Information section start

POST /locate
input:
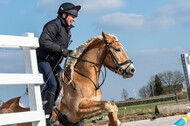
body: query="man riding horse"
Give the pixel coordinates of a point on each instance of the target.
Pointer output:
(54, 41)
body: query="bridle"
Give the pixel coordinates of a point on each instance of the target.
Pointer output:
(117, 66)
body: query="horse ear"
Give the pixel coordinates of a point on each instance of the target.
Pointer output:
(105, 36)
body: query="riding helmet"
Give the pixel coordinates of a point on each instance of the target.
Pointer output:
(69, 8)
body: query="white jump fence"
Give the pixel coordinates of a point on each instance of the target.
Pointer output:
(28, 43)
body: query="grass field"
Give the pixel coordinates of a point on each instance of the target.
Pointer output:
(144, 108)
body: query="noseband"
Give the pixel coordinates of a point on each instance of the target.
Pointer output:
(117, 66)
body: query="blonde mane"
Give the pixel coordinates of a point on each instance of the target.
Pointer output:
(77, 53)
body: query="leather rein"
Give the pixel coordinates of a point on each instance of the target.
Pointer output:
(117, 66)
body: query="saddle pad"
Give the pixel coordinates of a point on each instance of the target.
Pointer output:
(24, 100)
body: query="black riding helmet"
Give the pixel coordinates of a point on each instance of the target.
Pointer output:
(69, 8)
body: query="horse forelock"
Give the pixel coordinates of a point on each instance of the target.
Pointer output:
(78, 52)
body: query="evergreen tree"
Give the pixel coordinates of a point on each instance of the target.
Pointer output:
(158, 89)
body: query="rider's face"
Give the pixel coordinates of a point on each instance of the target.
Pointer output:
(70, 18)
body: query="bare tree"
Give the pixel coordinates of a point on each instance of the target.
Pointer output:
(124, 94)
(172, 80)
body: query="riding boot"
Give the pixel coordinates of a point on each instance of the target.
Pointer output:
(49, 99)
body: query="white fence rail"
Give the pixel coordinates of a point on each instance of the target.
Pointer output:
(31, 78)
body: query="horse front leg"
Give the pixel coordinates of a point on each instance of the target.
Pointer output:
(89, 109)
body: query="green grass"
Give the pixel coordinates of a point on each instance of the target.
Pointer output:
(144, 108)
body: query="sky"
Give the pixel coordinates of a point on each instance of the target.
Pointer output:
(155, 33)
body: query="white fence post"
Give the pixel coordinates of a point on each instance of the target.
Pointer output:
(186, 68)
(36, 115)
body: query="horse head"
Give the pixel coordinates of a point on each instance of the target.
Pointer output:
(115, 57)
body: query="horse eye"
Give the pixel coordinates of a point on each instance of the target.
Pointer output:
(117, 49)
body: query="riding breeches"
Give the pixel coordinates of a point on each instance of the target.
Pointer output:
(49, 71)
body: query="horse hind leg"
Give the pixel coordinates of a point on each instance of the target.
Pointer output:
(93, 108)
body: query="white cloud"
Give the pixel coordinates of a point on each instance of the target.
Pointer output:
(97, 6)
(176, 12)
(4, 1)
(88, 6)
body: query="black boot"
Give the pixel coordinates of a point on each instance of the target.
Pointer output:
(49, 102)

Information section end

Your task: In the copy, include no pictures, but repeat the listing exactly.

Written reply:
POST /locate
input:
body: query="man riding horse"
Give the pixel coordinates of a point on each instance of the target.
Pointer output:
(54, 41)
body: query="bridle"
Give the pixel coordinates of a point on each instance of the target.
Pointer output:
(117, 66)
body: query="horse ear"
Give the pixel coordinates of a point on each instance of the target.
Pointer output:
(105, 36)
body: query="riding helmet"
Give the pixel coordinates of a point on each instance of the target.
Pointer output:
(69, 8)
body: query="white jump fence"
Give the pixel coordinates of a point on each instance of the target.
Pointer output:
(28, 43)
body: query="grass field"
Give the pixel coordinates of a point on each instance of the target.
Pointer output:
(144, 108)
body: query="noseband"
Give the pixel coordinates of a point on each instance of the target.
Pointer output:
(117, 66)
body: query="blonde mane"
Give the pixel coordinates of a point on each instance of the target.
Pointer output:
(77, 53)
body: query="leather rein"
Give the pixel coordinates of a point on each instance of the target.
Pointer output:
(117, 66)
body: query="saddle pad"
Give the pixel coordinates of a point on each instance of the target.
Pointer output:
(24, 100)
body: query="black riding helmet"
Give the pixel coordinates of a point on each instance of the target.
Pointer output:
(69, 8)
body: query="horse forelock"
Give the pixel coordinates of a point on each instance of the target.
Pointer output:
(78, 52)
body: query="evergreen tree"
Give the pixel coordinates of a point on each instance of the target.
Pointer output:
(158, 89)
body: query="rider's face"
Give the pixel coordinates of a point on each instance of the target.
Pointer output:
(70, 18)
body: query="bare tree"
Give the pixel coordinates of a point on each instance of the target.
Pointer output:
(124, 94)
(172, 80)
body: query="riding boot"
Give the pixel coordinates of a point on each instance of the target.
Pointer output:
(49, 99)
body: query="white fence rail"
Give the pixel coordinates of a point on each instance of the target.
Pointer output:
(31, 78)
body: query="horse front leg"
Give the pixel coordinates of a point on each instance of the target.
Pointer output:
(89, 109)
body: query="green grass"
Give the pixel coordinates of a point on each instance of the target.
Pointer output:
(144, 108)
body: query="sky"
Give the pixel coordinates of a point on each instance of the target.
Pointer output:
(155, 33)
body: query="white fence post"
Give the pixel coordinates of a point on each instance of the target.
Pointer output:
(186, 68)
(36, 115)
body: query="horse head"
Give the pixel coordinates of a point on each instance of the target.
Pointer output:
(115, 57)
body: query="horse eye"
Give the pixel coordinates of a point on each instance of the target.
Pointer output:
(117, 49)
body: query="riding breeches"
Give the pixel coordinates of a point on each instance of the target.
Pointer output:
(49, 71)
body: query="horse hind leg"
Give the pixel coordinates of a point on each instance of the target.
Pointer output:
(93, 108)
body: query="white cloud"
Give the pixel coordinates of a point on each instance of the target.
Pointer output:
(97, 6)
(176, 12)
(4, 1)
(88, 6)
body: query="black boot"
Give the pixel coordinates of a point on each instance of the target.
Pointer output:
(49, 102)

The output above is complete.